▸ Text to read:
Wed | Jun 26, 2024

Mark Wignall | The killing fields were fertile last week

Published:Sunday | May 26, 2024 | 12:11 AM

Police comb the community of Burnside Valley, Red Hills, following the murder or two men and shooting injury of another.
Police comb the community of Burnside Valley, Red Hills, following the murder or two men and shooting injury of another.

I never knew Job Nelson, the Gleaner journalist who was shot dead last week, but his death and my mortality are linked. It seemed that in September 2020 when I was shot and on May 22 when Mr Nelson met his tragic and painful end, we were both at the wrong place at the wrong time. Somewhere on the streets of Kingston, Jamaica.

Just about the same time, I was mentally transported to another spot of the killing fields. It was at a time in the early 2000s. At about 2 p.m. I was seated on a barstool and she was seated on another beside me. I figured she could be about early 30s. A young child was expending its energy darting in and around the barstool. The woman said. ‘Sixteen, young gal!’

“Mi soon come,” she said as if we were out on a date. “Mi a go buy 16 fi fifty dolla.”

▸ Provided data:
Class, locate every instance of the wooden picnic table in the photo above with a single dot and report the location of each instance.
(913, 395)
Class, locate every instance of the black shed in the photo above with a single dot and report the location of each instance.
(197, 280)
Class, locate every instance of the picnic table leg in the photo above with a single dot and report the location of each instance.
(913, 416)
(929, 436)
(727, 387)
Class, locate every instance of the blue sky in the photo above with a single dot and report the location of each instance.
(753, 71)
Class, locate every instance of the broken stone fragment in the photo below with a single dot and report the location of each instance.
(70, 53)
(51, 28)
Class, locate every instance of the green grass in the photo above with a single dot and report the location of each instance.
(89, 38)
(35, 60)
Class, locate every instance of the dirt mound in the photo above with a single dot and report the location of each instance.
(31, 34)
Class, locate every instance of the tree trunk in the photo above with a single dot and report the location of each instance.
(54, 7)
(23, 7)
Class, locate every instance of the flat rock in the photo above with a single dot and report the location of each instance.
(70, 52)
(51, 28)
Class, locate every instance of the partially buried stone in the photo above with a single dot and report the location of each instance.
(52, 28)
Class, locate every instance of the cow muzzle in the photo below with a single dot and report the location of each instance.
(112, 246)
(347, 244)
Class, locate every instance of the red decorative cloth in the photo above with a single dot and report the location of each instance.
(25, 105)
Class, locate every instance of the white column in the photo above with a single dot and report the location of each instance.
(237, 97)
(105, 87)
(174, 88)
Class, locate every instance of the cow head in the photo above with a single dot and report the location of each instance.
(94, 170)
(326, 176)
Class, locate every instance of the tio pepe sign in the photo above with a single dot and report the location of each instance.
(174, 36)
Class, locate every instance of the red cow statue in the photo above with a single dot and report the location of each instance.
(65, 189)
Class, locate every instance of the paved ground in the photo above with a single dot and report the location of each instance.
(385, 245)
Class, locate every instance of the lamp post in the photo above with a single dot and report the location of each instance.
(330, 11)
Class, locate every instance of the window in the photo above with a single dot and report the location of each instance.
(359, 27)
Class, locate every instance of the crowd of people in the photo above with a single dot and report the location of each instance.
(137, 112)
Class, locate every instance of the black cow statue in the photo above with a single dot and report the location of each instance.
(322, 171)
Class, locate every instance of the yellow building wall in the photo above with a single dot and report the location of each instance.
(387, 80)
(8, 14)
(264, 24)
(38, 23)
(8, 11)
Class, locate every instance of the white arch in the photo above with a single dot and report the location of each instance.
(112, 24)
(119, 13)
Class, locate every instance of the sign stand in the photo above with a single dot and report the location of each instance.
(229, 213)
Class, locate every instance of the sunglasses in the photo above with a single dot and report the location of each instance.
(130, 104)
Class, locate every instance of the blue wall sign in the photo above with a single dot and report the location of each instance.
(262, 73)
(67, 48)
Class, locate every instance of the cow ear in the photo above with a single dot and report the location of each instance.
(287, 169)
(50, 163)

▸ Requests:
1/ List every place name that appears in the column on the killing fields.
2/ Reproduce word for word the passage of the column on the killing fields starting at "Wed | Jun 26, 2024" and ending at "of Kingston, Jamaica.".

▸ Answers for the tasks:
1/
Burnside Valley
Red Hills
Kingston
Jamaica

2/
Wed | Jun 26, 2024

Mark Wignall | The killing fields were fertile last week

Published:Sunday | May 26, 2024 | 12:11 AM

Police comb the community of Burnside Valley, Red Hills, following the murder or two men and shooting injury of another.
Police comb the community of Burnside Valley, Red Hills, following the murder or two men and shooting injury of another.

I never knew Job Nelson, the Gleaner journalist who was shot dead last week, but his death and my mortality are linked. It seemed that in September 2020 when I was shot and on May 22 when Mr Nelson met his tragic and painful end, we were both at the wrong place at the wrong time. Somewhere on the streets of Kingston, Jamaica.